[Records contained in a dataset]
——————————

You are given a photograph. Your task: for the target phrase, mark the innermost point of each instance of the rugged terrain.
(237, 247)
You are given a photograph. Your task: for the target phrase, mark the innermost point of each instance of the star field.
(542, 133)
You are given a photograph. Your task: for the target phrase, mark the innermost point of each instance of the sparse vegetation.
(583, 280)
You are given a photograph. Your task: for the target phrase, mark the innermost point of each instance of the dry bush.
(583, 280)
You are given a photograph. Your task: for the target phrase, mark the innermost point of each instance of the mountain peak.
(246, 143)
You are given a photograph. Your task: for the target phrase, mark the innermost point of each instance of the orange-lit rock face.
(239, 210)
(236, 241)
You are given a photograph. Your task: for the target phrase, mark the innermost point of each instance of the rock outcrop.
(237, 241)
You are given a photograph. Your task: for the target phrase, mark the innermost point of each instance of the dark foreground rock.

——————————

PROBLEM REQUIREMENTS: The line containing "the dry bush." and all lines after it, through the end of the entries above, are to be returned exactly and alone.

OUTPUT FOR THIS TASK:
You are given a photograph. Your task: for the target phrase, mark the innermost point of each instance of the dry bush.
(583, 280)
You are given a photograph. Your task: for the target phrase, mark the innermost point of each instance of the mountain peak.
(246, 143)
You are given a photograph. Your task: for the target phrase, mark the innermost point of each instance of the orange-lit rock face.
(239, 210)
(236, 241)
You are given a photograph. Your task: for the target phrase, mark the innermost point of each instance of the rock outcrop.
(237, 241)
You are given a photograph. Your task: for the target phrase, mark the innermost point of each instance of the dark foreground rock.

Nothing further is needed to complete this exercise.